### Exercise directions:
If a line in the data contains "beret", copy it out.

━━━ Extracted entries ━━━

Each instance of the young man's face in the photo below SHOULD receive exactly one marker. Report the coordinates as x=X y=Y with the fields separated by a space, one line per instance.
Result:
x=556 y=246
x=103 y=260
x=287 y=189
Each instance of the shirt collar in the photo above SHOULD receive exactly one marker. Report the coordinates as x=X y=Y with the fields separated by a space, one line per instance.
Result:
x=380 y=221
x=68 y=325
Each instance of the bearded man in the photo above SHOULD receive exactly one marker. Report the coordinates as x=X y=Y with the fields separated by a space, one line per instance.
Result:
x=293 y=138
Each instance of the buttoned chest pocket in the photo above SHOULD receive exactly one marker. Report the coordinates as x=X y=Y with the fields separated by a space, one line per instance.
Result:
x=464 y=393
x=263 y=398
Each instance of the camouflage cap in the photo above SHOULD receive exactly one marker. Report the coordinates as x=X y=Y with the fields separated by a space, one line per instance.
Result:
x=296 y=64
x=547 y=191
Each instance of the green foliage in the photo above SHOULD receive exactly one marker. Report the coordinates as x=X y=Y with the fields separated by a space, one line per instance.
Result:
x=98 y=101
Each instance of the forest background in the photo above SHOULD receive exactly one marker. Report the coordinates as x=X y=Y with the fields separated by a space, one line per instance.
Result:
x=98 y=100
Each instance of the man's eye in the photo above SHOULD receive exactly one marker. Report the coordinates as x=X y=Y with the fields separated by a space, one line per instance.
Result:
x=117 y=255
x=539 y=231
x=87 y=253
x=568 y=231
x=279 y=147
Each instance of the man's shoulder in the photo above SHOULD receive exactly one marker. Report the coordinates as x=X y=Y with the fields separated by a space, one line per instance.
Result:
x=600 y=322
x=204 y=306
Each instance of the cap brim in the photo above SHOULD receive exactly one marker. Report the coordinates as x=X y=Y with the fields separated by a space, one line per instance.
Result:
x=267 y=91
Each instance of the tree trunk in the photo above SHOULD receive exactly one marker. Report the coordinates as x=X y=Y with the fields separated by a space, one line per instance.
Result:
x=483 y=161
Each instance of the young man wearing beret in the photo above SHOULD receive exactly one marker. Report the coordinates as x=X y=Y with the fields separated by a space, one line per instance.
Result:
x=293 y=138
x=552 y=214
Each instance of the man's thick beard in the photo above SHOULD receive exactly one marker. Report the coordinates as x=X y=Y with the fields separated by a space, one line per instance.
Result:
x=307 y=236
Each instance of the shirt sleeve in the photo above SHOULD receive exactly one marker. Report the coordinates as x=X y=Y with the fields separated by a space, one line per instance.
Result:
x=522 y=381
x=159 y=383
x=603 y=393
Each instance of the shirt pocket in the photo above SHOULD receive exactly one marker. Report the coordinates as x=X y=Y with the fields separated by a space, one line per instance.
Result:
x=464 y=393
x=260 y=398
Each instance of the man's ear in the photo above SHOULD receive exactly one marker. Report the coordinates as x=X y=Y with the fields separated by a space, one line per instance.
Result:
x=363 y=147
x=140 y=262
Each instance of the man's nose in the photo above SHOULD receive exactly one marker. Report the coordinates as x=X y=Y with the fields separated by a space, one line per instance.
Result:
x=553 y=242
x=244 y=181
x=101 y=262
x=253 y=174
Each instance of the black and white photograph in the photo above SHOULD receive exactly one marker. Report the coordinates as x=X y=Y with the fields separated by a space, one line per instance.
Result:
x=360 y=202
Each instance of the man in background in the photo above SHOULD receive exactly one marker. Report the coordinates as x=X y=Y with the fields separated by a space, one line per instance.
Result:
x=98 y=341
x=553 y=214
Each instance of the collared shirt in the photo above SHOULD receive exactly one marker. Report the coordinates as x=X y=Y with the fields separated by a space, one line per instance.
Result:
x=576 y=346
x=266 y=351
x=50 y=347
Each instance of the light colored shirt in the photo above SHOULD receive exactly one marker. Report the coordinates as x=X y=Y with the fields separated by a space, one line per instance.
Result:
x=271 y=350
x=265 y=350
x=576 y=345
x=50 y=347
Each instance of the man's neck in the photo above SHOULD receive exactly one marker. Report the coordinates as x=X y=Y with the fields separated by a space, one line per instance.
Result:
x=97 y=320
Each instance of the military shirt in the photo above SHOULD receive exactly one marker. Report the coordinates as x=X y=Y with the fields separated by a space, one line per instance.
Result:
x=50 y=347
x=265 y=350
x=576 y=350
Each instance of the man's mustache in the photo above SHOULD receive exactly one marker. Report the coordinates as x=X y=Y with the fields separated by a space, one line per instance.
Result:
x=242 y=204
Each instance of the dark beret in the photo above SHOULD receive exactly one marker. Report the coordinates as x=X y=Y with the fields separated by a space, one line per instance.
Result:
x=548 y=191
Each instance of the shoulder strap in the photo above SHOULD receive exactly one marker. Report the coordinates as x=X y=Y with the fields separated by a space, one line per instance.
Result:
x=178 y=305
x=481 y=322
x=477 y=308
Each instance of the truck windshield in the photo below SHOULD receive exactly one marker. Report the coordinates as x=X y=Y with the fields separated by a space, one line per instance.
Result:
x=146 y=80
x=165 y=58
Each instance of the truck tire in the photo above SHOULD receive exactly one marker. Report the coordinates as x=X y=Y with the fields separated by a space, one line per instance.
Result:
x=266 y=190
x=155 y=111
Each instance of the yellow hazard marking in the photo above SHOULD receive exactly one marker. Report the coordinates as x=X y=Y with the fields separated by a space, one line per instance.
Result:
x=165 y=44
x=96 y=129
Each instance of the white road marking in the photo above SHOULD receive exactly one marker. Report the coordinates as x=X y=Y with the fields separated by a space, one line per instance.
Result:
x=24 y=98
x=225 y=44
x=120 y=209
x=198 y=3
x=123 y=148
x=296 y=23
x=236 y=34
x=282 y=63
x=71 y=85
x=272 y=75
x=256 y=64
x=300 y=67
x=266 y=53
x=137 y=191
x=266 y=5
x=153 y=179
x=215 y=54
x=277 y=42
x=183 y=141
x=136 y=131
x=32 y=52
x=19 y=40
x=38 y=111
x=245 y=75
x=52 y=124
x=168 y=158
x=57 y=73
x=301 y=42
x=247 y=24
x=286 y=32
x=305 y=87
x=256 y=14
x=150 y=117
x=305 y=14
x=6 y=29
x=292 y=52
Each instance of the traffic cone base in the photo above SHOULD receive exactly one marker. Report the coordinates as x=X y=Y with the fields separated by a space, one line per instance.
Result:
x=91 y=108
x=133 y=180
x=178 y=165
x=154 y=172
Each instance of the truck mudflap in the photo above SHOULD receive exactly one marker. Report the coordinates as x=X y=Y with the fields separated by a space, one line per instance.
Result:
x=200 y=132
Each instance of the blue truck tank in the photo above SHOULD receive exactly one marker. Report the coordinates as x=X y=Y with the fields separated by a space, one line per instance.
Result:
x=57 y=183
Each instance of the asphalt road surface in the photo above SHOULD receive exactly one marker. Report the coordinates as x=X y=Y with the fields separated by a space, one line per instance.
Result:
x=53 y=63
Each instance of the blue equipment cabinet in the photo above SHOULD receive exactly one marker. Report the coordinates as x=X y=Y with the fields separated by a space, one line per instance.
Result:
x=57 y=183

━━━
━━━ Extracted entries ━━━

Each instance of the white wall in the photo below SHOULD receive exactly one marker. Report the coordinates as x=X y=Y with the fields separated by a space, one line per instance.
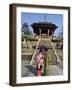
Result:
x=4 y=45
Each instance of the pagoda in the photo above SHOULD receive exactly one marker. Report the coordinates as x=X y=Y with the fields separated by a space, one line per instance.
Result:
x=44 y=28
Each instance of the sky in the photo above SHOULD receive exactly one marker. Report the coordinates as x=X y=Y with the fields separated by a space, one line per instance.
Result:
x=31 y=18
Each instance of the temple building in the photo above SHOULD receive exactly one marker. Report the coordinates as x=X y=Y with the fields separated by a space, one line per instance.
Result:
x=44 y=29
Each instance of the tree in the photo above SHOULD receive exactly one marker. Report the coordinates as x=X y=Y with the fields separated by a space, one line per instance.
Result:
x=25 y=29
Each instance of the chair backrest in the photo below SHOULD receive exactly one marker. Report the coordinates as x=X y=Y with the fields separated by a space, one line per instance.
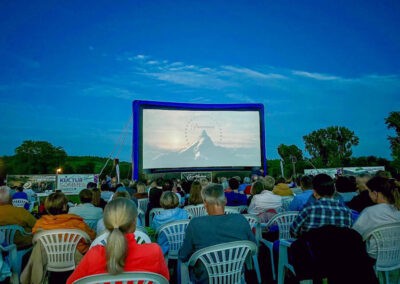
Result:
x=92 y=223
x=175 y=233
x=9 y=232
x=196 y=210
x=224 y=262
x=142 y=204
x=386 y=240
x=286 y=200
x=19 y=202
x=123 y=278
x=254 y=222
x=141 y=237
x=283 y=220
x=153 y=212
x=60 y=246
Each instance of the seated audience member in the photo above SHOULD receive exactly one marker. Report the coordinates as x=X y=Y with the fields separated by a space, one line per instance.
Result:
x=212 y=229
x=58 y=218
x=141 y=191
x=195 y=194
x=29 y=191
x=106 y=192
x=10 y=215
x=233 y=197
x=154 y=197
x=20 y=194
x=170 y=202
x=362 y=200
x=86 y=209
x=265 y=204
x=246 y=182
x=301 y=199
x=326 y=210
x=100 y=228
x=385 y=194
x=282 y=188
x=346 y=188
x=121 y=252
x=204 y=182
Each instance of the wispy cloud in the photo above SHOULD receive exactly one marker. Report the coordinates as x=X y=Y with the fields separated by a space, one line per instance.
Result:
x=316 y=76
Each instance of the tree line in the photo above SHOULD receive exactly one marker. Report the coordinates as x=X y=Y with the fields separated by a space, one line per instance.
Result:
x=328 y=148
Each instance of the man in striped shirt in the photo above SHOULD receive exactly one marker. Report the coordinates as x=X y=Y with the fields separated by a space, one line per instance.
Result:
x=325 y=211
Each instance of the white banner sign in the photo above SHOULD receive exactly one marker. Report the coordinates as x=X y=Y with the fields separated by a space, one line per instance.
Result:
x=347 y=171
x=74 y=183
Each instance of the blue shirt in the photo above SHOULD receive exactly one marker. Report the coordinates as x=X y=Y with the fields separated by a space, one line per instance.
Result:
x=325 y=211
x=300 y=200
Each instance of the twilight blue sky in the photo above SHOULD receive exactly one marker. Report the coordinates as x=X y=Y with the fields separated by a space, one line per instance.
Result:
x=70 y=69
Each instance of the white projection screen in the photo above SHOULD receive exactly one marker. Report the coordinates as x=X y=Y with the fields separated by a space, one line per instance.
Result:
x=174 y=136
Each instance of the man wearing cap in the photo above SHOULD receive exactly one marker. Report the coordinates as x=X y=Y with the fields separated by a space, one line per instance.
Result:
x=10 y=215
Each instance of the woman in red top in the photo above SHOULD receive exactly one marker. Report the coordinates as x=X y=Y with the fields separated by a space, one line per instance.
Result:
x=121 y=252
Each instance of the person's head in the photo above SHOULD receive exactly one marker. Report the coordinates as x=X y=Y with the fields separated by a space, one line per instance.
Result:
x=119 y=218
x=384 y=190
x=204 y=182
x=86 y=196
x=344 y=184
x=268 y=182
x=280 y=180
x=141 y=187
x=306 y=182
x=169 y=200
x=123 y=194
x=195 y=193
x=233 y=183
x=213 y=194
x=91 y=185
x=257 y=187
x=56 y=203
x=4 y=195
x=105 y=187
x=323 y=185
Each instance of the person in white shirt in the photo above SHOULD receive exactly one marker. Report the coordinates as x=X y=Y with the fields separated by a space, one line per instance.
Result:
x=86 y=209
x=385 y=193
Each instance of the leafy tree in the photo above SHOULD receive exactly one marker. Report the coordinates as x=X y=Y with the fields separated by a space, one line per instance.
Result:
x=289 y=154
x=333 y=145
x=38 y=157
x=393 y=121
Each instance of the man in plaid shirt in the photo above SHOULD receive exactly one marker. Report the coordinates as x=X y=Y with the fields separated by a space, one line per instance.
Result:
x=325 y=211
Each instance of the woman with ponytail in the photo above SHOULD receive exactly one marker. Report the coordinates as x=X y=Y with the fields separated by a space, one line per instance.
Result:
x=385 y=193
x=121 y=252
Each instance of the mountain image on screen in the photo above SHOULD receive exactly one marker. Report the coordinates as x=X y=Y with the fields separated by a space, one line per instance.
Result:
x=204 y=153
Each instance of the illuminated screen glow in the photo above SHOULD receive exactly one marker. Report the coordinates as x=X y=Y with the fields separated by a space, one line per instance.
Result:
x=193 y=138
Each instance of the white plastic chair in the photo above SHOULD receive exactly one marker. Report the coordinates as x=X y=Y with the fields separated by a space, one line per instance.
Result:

━━━

### Answer to this problem:
Each instance of the young man wearing beret in the photo above SHOULD receive exactly one marker. Report the coordinates as x=X y=Y with the fields separated by a space, one line per instance.
Each instance of the dark beret in the photo above SHOULD receive exactly one marker. Report the coordinates as x=X y=Y with the fields separated by a space, one line per instance.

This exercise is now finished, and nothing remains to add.